CONSIGNES >>
**1.** D'après l'article sur l'ingénierie agricole amazonienne, quelle culture la société précolombienne pouvait-elle produire toute l'année ?
**2.** Recopiez, s'il vous plaît, le passage de l'article sur l'ingénierie agricole amazonienne allant de « Une société précolombienne » à « dans la région. ».
**3.** Poursuivez l'article sur l'ingénierie agricole amazonienne à partir de sa dernière phrase.

1.29.2025

Découverte d'un système unique de drainage et d'irrigation qui a donné lieu à la « révolution néolithique » en Amazonie

Une société précolombienne de l'Amazonie a développé un système d'ingénierie agricole sophistiqué qui lui a permis de produire du maïs tout au long de l'année, selon une découverte réalisée par une équipe de chercheurs de l'Institut des sciences et technologies de l'environnement (ICTA-UAB) et du Département de préhistoire de l'Université autonome de Barcelone (Espagne), des universités d'Exeter, Nottingham, Oxford, Reading et Southampton (Royaume-Uni), de l'Université de São Paulo (Brésil) et de collaborateurs boliviens.

Cette découverte contredit les théories précédentes qui rejetaient la possibilité d'une agriculture intensive en monoculture dans la région.

L'étude, publiée dans la revue Nature, décrit comment la société préhispanique Casarabe des Llanos de Moxos en Bolivie a conçu et mis en œuvre un système d'ingénierie paysagère innovant, comprenant la construction de vastes canaux de drainage et d'étangs agricoles.

EXTRAIT DES DONNÉES >>
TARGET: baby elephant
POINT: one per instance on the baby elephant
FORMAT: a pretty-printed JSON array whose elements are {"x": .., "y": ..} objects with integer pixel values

RÉPONSES PAR CONSIGNE >>
**1.** Du maïs.

**2.**
Une société précolombienne de l'Amazonie a développé un système d'ingénierie agricole sophistiqué qui lui a permis de produire du maïs tout au long de l'année, selon une découverte réalisée par une équipe de chercheurs de l'Institut des sciences et technologies de l'environnement (ICTA-UAB) et du Département de préhistoire de l'Université autonome de Barcelone (Espagne), des universités d'Exeter, Nottingham, Oxford, Reading et Southampton (Royaume-Uni), de l'Université de São Paulo (Brésil) et de collaborateurs boliviens.

Cette découverte contredit les théories précédentes qui rejetaient la possibilité d'une agriculture intensive en monoculture dans la région.

**3.**
Découverte d'un système unique de drainage et d'irrigation qui a donné lieu à la « révolution néolithique » en Amazonie 
Étangs dans la zone étudiée. Crédit : Umberto Lombardo ICTA-UAB

Cette avancée a permis la transformation des savanes tropicales inondées en champs hautement productifs, favorisant ainsi le développement de la « révolution néolithique » en Amazonie, comprise comme le processus vers une économie basée sur la production de céréales.

Cette région, habitée par le peuple Casarabe entre 500 et 1400 après J.C., est une savane tropicale de basse altitude caractérisée par des saisons de pluies intenses et d'inondations, ainsi que par des saisons très sèches. L'exploration, menée par Umberto Lombardo, archéologue environnemental de l'UAB, a permis d'identifier une infrastructure agricole unique jusqu'alors inédite dans le monde.

Ce système leur permettait de drainer l'excès d'eau des champs inondés pendant la saison des pluies, facilitant ainsi la productivité agricole. En plus des canaux de drainage, les Casarabe construisaient des groupes d'étangs agricoles qui servaient de réservoirs d'eau. Ces étangs permettaient l'irrigation par pots, ce qui permettait de poursuivre la culture du maïs tout au long de la saison sèche.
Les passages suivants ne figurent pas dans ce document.